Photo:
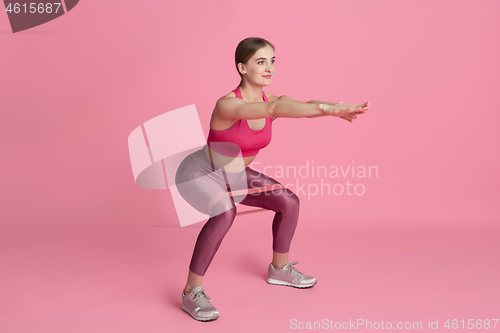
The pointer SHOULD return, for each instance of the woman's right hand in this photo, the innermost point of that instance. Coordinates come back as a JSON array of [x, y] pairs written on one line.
[[342, 110]]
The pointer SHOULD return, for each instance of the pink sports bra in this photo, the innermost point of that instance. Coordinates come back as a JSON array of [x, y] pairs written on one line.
[[240, 136]]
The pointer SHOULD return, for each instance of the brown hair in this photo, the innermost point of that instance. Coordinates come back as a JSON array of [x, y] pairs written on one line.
[[247, 48]]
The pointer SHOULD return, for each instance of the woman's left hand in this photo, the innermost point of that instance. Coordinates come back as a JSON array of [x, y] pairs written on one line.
[[349, 118]]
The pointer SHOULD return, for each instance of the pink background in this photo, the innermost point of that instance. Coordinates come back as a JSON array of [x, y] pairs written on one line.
[[84, 249]]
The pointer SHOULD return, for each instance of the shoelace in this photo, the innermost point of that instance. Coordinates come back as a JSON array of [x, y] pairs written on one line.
[[200, 297], [293, 270]]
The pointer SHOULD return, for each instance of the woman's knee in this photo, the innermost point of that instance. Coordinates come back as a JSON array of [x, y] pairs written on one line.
[[292, 200], [287, 200], [225, 210]]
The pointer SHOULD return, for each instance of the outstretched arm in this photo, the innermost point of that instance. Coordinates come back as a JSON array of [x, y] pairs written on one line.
[[286, 107]]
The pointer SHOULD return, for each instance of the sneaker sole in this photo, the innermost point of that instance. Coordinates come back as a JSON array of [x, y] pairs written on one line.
[[282, 283], [215, 316]]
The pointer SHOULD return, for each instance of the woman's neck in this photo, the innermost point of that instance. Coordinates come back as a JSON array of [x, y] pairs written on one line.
[[251, 93]]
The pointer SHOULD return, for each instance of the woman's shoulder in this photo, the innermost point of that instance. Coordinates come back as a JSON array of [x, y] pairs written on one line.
[[271, 97]]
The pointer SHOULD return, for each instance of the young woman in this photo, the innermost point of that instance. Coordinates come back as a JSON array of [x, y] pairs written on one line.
[[240, 126]]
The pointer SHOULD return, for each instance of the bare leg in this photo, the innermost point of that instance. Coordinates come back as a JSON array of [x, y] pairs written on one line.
[[192, 282], [280, 259]]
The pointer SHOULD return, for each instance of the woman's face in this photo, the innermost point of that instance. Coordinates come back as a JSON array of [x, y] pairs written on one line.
[[259, 70]]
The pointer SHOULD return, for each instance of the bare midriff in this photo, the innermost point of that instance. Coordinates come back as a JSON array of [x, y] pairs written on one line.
[[230, 164]]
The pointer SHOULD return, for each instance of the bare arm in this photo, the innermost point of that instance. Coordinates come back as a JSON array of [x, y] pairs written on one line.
[[321, 102], [286, 107], [236, 108]]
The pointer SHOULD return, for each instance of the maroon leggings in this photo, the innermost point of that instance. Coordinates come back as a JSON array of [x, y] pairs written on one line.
[[198, 183]]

■ **Your task**
Quote every line of the data above verbatim, omitting the pictures.

■ **Answer to this exercise**
Photo:
The pointer SHOULD return, for each instance of the woman's right hand in this photo, the innermost point of that instance. Coordinates come back as a JSON array of [x, y] pairs written on one line.
[[342, 110]]
The pointer SHOULD return, for each instance of the pink sports bra in this photo, the innermost point of that instance. Coordinates come back as a JSON array of [x, y] pairs written on one line.
[[240, 136]]
The pointer SHOULD return, for each instance of the brown hair in this photo, the innermost point of that instance. Coordinates come back as a JSON array of [x, y] pairs written on one line.
[[247, 48]]
The pointer SHOULD return, for each instance of the woman's left hand in this photo, the innermost point of that instance. Coordinates come back as a JSON array of [x, y] pairs written on one line.
[[349, 118]]
The pointer SHOULD return, for each instance of the pink background in this photo, the innermost point of that instance. Coordinates come back as a JSON array of [x, y] pairs written on one line.
[[84, 249]]
The pointer SHOULD return, for each instance of the shoelace in this photo, the innermost point of that instance. Coordinates come back as a JSON array of [x, y] pairs written on one line.
[[200, 297], [293, 270]]
The pointer SHOULD return, for each instance of the woman's knee in this photo, the innermost point of that instance. Coordinates come back as a JSON array of [x, y] pairs written on one line.
[[292, 200], [287, 200], [225, 210]]
The pointer SHOULD return, for each instance of the outstretched arm in this photo, the innermost point of that instance. Coordinates come back as a JSON array of [x, y] pairs written on one line.
[[286, 107]]
The pointer SHOULD return, for each instance of the sneaker sole in this photo, the innermost point of that instance. Coordinates come back as a JSON array of [x, y] pairs written on one line.
[[282, 283], [215, 316]]
The pointer SHOULD return, for each instance of the woman's neck in this photo, the innermost point of that instance. Coordinates come back as a JSON array of [x, y] pairs written on one line.
[[251, 93]]
The pointer SHOULD return, for each instance of the woman's shoulder in this photo, the innermost point of that instance. Coordinates come back as a JSON array of [x, y] pairs written on one line.
[[271, 97]]
The pointer SHOULD return, for each instance of the young woman in this photo, the innermost point of that instance. Coordinates come back as a JSON array of [x, y] pairs written on one line.
[[240, 126]]
The pointer SHOULD return, for each instance of the bare leg in this photo, the innermost point of that instance. Coordinates come back as a JSON array of [x, y] pairs written on one line.
[[192, 282], [280, 259]]
The pointer SHOULD return, for each instance of the woman's face in this photo, the innermost point of that instance. Coordinates come back as a JSON array of [x, y] pairs written on one line.
[[259, 70]]
The pointer SHOULD return, for each instance of the bare midriff in this photo, the innermost point of that instance. Coordinates come back as a JSON array of [x, y] pairs written on one line.
[[230, 164]]
The pointer SHOULD return, for each instance of the bare arm in this photo, the innermost point of that instance. Coordinates come back as a JSON array of [x, y] pairs written on one line.
[[321, 102], [286, 107], [236, 108]]
The pointer SHOULD return, for each instance of the maroon leggings in this photo, the innermost point of that instance. Coordinates come back as a JSON array of [x, y] pairs written on one line.
[[198, 183]]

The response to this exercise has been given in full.